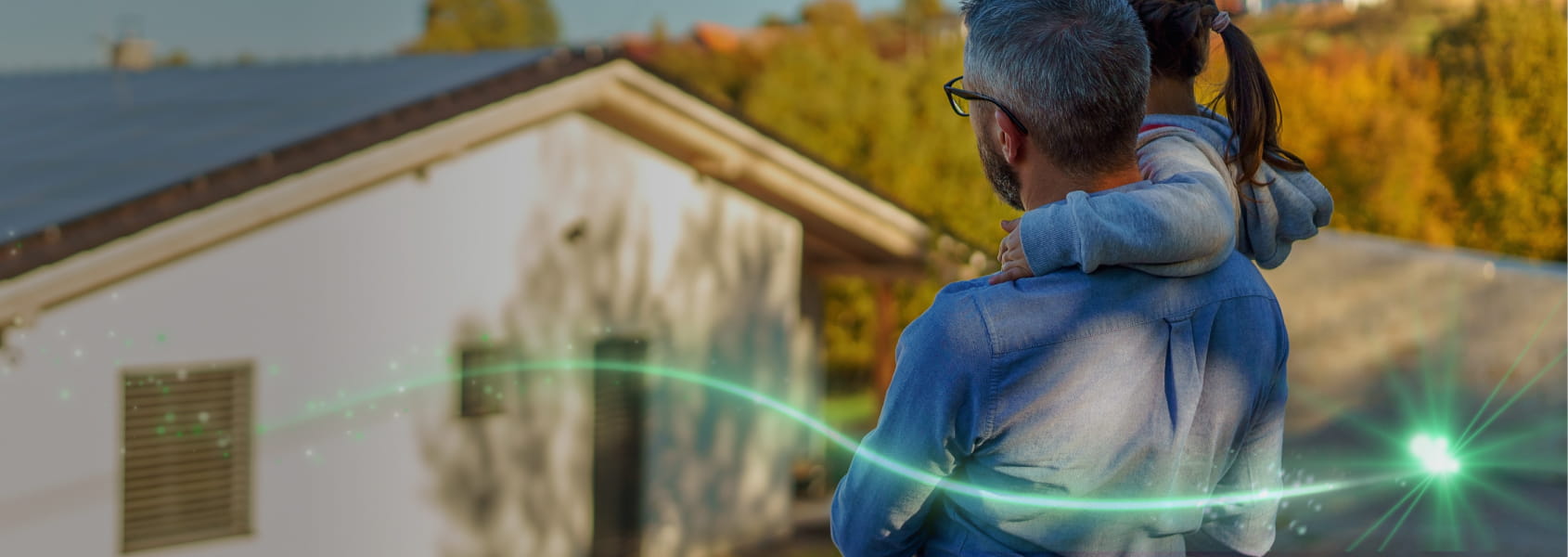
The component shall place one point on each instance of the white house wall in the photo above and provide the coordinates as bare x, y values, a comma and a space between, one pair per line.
547, 239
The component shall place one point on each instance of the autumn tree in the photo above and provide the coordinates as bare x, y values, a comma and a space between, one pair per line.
1504, 124
463, 25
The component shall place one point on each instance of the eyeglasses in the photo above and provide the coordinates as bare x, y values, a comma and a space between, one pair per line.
960, 101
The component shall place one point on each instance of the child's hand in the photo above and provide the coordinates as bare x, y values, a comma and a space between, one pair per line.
1011, 256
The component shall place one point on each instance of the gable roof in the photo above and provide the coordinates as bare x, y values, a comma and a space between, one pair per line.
252, 149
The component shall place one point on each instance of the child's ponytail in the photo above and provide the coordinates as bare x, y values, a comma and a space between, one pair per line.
1252, 106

--- --- ---

→ **Problem to solve**: Write out exactly those lines of the records above that lie from the one with "of the gable" through the last line, including both.

→ **Written reply**:
The component shall place one point on each instance of the gable roof in the photo above and provide the coordinates as bare x, y values, a comma and a space between, one pair per line.
252, 149
The component shall place one point on each instance of the child's ponytail in the photo above and provide the coordinates as bare x, y values, a comma and a space between, one pair per line.
1252, 106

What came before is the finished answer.